▶ **Supplied entries**:
+ + + +
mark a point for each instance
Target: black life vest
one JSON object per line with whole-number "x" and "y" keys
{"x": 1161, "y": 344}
+ + + +
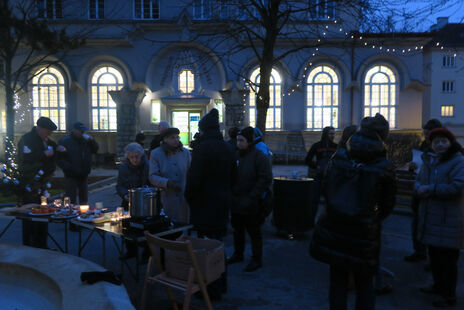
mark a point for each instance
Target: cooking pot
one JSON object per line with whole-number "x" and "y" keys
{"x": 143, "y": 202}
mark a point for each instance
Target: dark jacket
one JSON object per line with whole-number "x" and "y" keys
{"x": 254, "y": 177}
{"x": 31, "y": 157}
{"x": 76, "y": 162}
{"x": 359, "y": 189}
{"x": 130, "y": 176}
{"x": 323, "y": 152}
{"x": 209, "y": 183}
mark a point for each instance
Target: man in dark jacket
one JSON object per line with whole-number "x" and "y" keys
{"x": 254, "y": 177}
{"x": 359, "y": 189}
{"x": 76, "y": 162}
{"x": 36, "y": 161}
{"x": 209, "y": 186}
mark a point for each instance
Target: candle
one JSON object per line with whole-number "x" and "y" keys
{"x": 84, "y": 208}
+ + + +
▶ **What you have to do**:
Pick out every line of the listing above that contains the word "Target" and copy each one.

▶ **Output below**:
Target: black life vest
Target: cooking pot
Target: dark jacket
Target: man in dark jacket
Target: candle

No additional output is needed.